[Short task] The records below need retyping in full; give them again exactly.

[Given data]
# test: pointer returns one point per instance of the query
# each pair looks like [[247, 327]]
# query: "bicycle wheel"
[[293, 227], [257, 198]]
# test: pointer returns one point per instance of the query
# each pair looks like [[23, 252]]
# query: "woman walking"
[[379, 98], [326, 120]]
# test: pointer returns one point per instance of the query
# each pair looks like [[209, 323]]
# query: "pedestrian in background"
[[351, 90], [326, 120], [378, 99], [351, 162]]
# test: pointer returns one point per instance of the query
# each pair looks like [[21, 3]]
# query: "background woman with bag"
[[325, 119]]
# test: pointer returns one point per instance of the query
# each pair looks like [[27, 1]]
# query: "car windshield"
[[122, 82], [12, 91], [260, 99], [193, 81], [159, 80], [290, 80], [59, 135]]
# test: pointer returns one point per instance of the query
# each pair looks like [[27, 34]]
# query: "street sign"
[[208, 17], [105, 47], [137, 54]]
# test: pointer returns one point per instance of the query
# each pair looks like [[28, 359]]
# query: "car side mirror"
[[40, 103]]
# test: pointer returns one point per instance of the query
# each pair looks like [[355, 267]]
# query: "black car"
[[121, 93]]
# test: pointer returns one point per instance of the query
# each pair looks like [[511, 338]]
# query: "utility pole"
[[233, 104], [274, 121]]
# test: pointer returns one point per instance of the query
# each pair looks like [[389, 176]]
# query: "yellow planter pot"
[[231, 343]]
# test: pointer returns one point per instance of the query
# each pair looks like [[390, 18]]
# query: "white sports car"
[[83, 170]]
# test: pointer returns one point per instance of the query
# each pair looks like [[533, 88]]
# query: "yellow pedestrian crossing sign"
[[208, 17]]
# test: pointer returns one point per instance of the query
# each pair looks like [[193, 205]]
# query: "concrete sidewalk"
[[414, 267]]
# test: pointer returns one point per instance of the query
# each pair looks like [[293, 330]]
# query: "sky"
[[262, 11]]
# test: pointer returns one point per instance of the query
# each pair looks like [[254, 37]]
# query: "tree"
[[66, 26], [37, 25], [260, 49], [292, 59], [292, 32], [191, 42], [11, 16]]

[Solution below]
# test: pointer returns one point per instance of the query
# each pair looks like [[247, 327]]
# query: "bicycle wheel"
[[293, 227], [257, 198]]
# test: pointer returns one point per instance of the query
# each pair looks like [[23, 252]]
# query: "woman walking"
[[379, 98], [326, 120]]
# test: pointer returns one point per instance of the query
# each pair looks like [[209, 323]]
# query: "pedestrian in background"
[[351, 90], [326, 120], [378, 99], [351, 162]]
# test: pointer returns one point per instance of the query
# each pair looks like [[21, 3]]
# query: "background woman with bag"
[[325, 119]]
# test: pointer returns one point per instance of the query
# each pair looks like [[27, 1]]
# query: "car windshield"
[[122, 82], [12, 91], [260, 99], [193, 81], [159, 80], [290, 80], [59, 135]]
# test: pointer returns one point per instance of the query
# each pair looks like [[27, 34]]
# query: "street sign"
[[208, 17], [105, 47], [137, 54]]
# test: pointer returns one point per instance of the query
# each pair looks like [[28, 359]]
# query: "car side mirror"
[[40, 103]]
# test: pointer returns one point per instance of the query
# each pair looks like [[355, 267]]
# query: "black car"
[[121, 93]]
# test: pointer returns one point per instance of the query
# each pair looks like [[511, 338]]
# query: "utility pole"
[[233, 104], [274, 121]]
# test: pointer returns one point per instance of the query
# each pair looks like [[389, 176]]
# query: "yellow planter pot"
[[231, 343]]
# test: pointer returns one point per instance of the query
# each pair looks like [[390, 18]]
# query: "white sports car"
[[83, 170]]
# test: pointer returns one point per instance of the query
# each pair looks like [[533, 88]]
# query: "yellow pedestrian crossing sign"
[[208, 17]]
# test: pointer returns one point per instance of the query
# each pair looks like [[193, 205]]
# query: "concrete sidewalk"
[[414, 267]]
# test: pointer returns one point per instance of the query
# each pair looks like [[293, 330]]
# query: "sky"
[[262, 11]]
# test: pointer returns one point per instance of the query
# each pair looks like [[254, 37]]
# query: "tree"
[[66, 26], [37, 25], [260, 49], [292, 59], [292, 32], [191, 42], [11, 16]]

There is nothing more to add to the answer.